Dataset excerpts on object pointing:
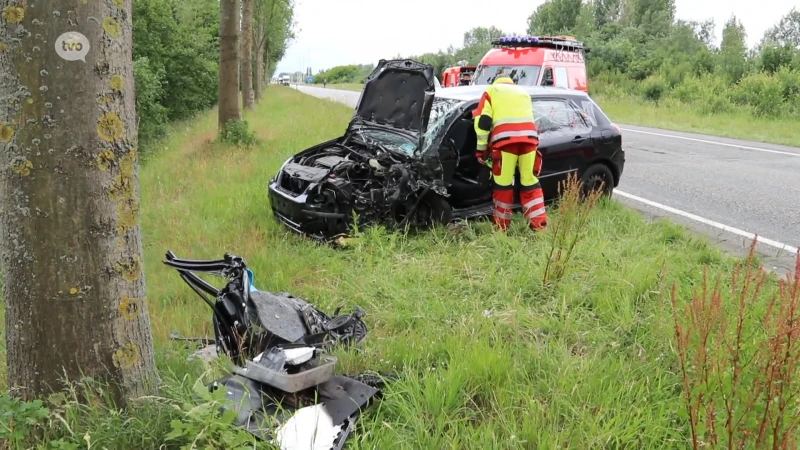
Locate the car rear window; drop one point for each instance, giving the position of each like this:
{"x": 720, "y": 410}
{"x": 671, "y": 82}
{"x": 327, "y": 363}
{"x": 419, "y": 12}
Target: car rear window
{"x": 557, "y": 115}
{"x": 593, "y": 111}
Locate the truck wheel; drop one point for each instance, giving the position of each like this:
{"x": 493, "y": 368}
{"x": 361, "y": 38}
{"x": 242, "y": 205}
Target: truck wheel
{"x": 598, "y": 177}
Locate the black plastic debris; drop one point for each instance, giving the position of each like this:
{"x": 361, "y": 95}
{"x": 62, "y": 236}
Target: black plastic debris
{"x": 283, "y": 387}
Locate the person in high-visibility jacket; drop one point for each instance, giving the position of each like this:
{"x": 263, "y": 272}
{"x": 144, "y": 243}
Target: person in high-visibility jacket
{"x": 506, "y": 131}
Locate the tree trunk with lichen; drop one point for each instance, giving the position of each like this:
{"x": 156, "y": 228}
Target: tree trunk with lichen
{"x": 70, "y": 236}
{"x": 259, "y": 51}
{"x": 228, "y": 62}
{"x": 247, "y": 53}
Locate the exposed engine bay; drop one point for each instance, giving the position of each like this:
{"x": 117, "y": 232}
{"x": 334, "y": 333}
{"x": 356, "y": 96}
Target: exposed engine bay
{"x": 353, "y": 181}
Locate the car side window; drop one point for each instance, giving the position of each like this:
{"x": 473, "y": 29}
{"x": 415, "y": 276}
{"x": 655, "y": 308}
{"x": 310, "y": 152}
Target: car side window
{"x": 561, "y": 77}
{"x": 558, "y": 116}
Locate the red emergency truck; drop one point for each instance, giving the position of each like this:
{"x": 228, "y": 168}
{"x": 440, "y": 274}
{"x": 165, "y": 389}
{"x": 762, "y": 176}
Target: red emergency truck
{"x": 458, "y": 76}
{"x": 536, "y": 61}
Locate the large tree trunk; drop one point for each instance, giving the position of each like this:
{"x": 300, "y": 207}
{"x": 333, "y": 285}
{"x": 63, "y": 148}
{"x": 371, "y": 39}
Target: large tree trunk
{"x": 229, "y": 62}
{"x": 69, "y": 200}
{"x": 259, "y": 51}
{"x": 247, "y": 53}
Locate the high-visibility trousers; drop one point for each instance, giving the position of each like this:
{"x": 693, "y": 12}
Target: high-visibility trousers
{"x": 504, "y": 162}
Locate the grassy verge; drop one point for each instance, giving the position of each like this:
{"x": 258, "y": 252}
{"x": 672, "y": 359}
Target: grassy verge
{"x": 674, "y": 115}
{"x": 489, "y": 356}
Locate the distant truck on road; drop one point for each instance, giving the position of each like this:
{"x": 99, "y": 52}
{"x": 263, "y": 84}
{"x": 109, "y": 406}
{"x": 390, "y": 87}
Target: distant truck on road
{"x": 533, "y": 61}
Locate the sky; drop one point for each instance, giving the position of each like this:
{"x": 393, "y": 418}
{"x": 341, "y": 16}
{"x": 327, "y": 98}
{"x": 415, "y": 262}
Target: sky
{"x": 332, "y": 33}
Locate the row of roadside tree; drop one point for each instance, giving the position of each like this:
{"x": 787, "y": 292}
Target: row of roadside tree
{"x": 638, "y": 47}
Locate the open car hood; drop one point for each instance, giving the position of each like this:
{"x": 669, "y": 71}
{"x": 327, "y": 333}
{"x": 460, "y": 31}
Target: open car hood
{"x": 394, "y": 95}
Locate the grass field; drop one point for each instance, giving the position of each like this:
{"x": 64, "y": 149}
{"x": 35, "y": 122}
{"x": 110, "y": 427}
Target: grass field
{"x": 488, "y": 355}
{"x": 673, "y": 115}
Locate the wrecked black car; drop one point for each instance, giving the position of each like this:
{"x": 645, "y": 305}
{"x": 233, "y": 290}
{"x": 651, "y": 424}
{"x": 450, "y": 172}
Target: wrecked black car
{"x": 283, "y": 386}
{"x": 408, "y": 156}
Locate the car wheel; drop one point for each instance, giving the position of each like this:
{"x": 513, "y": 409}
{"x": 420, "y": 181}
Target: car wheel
{"x": 598, "y": 177}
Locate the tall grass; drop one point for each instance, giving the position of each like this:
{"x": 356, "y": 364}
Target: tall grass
{"x": 739, "y": 358}
{"x": 487, "y": 354}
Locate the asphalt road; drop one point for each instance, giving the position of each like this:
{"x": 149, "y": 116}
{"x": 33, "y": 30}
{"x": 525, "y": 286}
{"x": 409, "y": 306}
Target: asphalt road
{"x": 725, "y": 189}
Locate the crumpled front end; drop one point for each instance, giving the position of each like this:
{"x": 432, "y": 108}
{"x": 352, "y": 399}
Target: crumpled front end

Challenge: Reproduce all of the entries word for word, skipping any pictures they hold.

Answer to this problem:
Locate the car rear window; drop one point for each instance, giving the position of each like this:
{"x": 720, "y": 410}
{"x": 671, "y": 82}
{"x": 327, "y": 363}
{"x": 419, "y": 12}
Target: car rear window
{"x": 557, "y": 115}
{"x": 593, "y": 111}
Locate the truck wheel; drop one point for each instance, giving the position of each like this:
{"x": 493, "y": 368}
{"x": 361, "y": 38}
{"x": 242, "y": 205}
Target: truck wheel
{"x": 598, "y": 177}
Locate the black plastic debris; drop one point for each instance, giving the position of each like this:
{"x": 361, "y": 95}
{"x": 62, "y": 236}
Target: black plastic debris
{"x": 283, "y": 387}
Locate the person in high-visibility jacket; drop one point for each instance, giving the position of each like this:
{"x": 263, "y": 272}
{"x": 144, "y": 243}
Target: person in high-visibility jacket
{"x": 506, "y": 131}
Locate the tree trunk with lichen; drop one point for each instance, giving the position of each like this:
{"x": 156, "y": 228}
Target: tree trunk with lichen
{"x": 70, "y": 236}
{"x": 259, "y": 51}
{"x": 228, "y": 62}
{"x": 247, "y": 53}
Locate the exposed engine bay; drop one point for each instance, giving the position of each like this:
{"x": 117, "y": 232}
{"x": 334, "y": 333}
{"x": 356, "y": 96}
Target: exposed engine bay
{"x": 353, "y": 181}
Locate the car side window; drop one point for each instance, giving the position of each like this:
{"x": 473, "y": 29}
{"x": 415, "y": 276}
{"x": 655, "y": 308}
{"x": 310, "y": 152}
Target: car side window
{"x": 561, "y": 77}
{"x": 558, "y": 116}
Locate the red emergency truck; drop one point for each instance, giving the position of each like this:
{"x": 228, "y": 168}
{"x": 440, "y": 274}
{"x": 165, "y": 389}
{"x": 762, "y": 176}
Target: red emergency truck
{"x": 458, "y": 76}
{"x": 536, "y": 61}
Locate the large tree trunk; drop one point for each instance, giving the position of each like this:
{"x": 300, "y": 207}
{"x": 333, "y": 285}
{"x": 63, "y": 148}
{"x": 371, "y": 39}
Target: large tree trunk
{"x": 229, "y": 62}
{"x": 69, "y": 200}
{"x": 259, "y": 51}
{"x": 247, "y": 53}
Locate the high-visibility trousers; drop one point for each instance, giving the position of each like this:
{"x": 693, "y": 12}
Target: high-visibility trousers
{"x": 504, "y": 162}
Locate the grassy verge; drop one point for each instance, giving the position of each like this:
{"x": 258, "y": 252}
{"x": 672, "y": 359}
Target: grassy verge
{"x": 674, "y": 115}
{"x": 489, "y": 356}
Locate the distant truck on road; drop one point for each instance, giving the position of each like this:
{"x": 99, "y": 52}
{"x": 263, "y": 84}
{"x": 109, "y": 406}
{"x": 390, "y": 87}
Target: distant truck on road
{"x": 533, "y": 61}
Locate the sky; drop one point for each instance, giving the position of each like this:
{"x": 393, "y": 418}
{"x": 341, "y": 16}
{"x": 327, "y": 98}
{"x": 415, "y": 262}
Target: sky
{"x": 332, "y": 33}
Locate the row of roadside tree; drop one point for each instance, giving the position of each like this:
{"x": 787, "y": 292}
Target: row of roadside tree
{"x": 638, "y": 47}
Locate the open car hood; drop one point for each instance, giving the position of each like this:
{"x": 669, "y": 71}
{"x": 327, "y": 333}
{"x": 460, "y": 31}
Target: open car hood
{"x": 394, "y": 95}
Locate the grass field; drop one point for each instance, giving the position of each like this:
{"x": 64, "y": 149}
{"x": 35, "y": 122}
{"x": 110, "y": 427}
Target: grass field
{"x": 488, "y": 355}
{"x": 673, "y": 115}
Locate the wrecked black car; drop one point for each instance, giving the position of each like this:
{"x": 645, "y": 305}
{"x": 233, "y": 290}
{"x": 651, "y": 424}
{"x": 450, "y": 172}
Target: wrecked black car
{"x": 283, "y": 386}
{"x": 408, "y": 156}
Locate the car wheel; drop one point for each instance, giving the position of each like this:
{"x": 513, "y": 409}
{"x": 420, "y": 181}
Target: car wheel
{"x": 598, "y": 177}
Locate the tall grass; drop one point for each instance, giving the position of each like this:
{"x": 356, "y": 364}
Target: tall grass
{"x": 739, "y": 358}
{"x": 487, "y": 354}
Locate the asphalt road; drop one point for each instance, giving the position of each like this:
{"x": 149, "y": 116}
{"x": 33, "y": 30}
{"x": 525, "y": 286}
{"x": 409, "y": 306}
Target: asphalt road
{"x": 725, "y": 189}
Locate the crumpled front end; drop one point for each instance, giving the position of each like this:
{"x": 432, "y": 108}
{"x": 352, "y": 399}
Target: crumpled front end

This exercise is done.